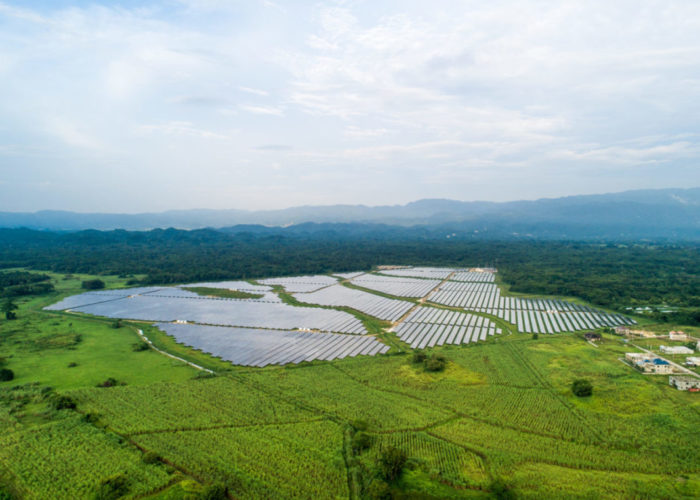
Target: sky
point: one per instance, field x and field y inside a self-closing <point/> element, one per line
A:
<point x="149" y="106"/>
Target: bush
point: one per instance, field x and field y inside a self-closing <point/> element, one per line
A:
<point x="151" y="457"/>
<point x="139" y="346"/>
<point x="418" y="357"/>
<point x="361" y="441"/>
<point x="582" y="387"/>
<point x="360" y="425"/>
<point x="95" y="284"/>
<point x="62" y="402"/>
<point x="436" y="363"/>
<point x="112" y="488"/>
<point x="6" y="375"/>
<point x="110" y="382"/>
<point x="500" y="490"/>
<point x="379" y="490"/>
<point x="214" y="492"/>
<point x="391" y="463"/>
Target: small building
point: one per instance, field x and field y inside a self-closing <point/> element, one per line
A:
<point x="633" y="357"/>
<point x="622" y="330"/>
<point x="675" y="349"/>
<point x="685" y="383"/>
<point x="692" y="361"/>
<point x="677" y="335"/>
<point x="648" y="363"/>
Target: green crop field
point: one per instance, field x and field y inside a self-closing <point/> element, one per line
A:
<point x="499" y="421"/>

•••••

**WORK TASK:**
From the data above, how many lines contain the word "Target"? Give the number alone.

**ANSWER TO THIS PROBLEM:**
4